• [REQUIRED TASK]: List every line in the records that contains the string "boxes".

• [Dataset rows]:
____________

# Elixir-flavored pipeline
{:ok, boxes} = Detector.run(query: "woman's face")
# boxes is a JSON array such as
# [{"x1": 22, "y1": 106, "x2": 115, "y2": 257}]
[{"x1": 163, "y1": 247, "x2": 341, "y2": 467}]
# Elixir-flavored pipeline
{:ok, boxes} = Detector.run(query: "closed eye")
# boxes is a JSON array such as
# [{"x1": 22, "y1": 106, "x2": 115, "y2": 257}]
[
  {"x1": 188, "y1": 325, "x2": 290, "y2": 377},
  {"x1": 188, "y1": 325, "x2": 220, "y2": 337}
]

____________

• [ANSWER]:
{:ok, boxes} = Detector.run(query: "woman's face")
# boxes is a JSON array such as
{:ok, boxes} = Detector.run(query: "closed eye")
# boxes is a JSON array such as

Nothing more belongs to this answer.